Exercise description. Print every line of the listing below verbatim, but leave out the picture.
◆ ◆ ◆ ◆ ◆
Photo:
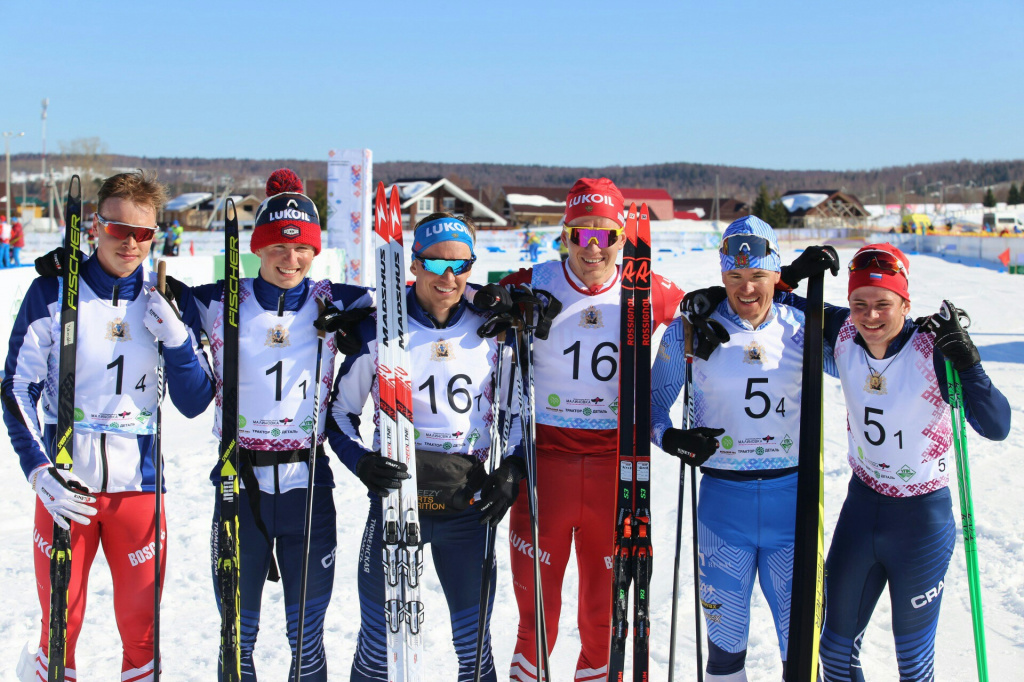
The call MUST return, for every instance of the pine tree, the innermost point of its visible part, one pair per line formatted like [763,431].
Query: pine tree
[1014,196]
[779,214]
◆ ◆ ◆ ◆ ◆
Task solution.
Photo:
The call MUST return, for every instance of the pine tree, the innermost point of its visible part, one pair per line formatted like [763,431].
Query: pine tree
[1014,196]
[779,214]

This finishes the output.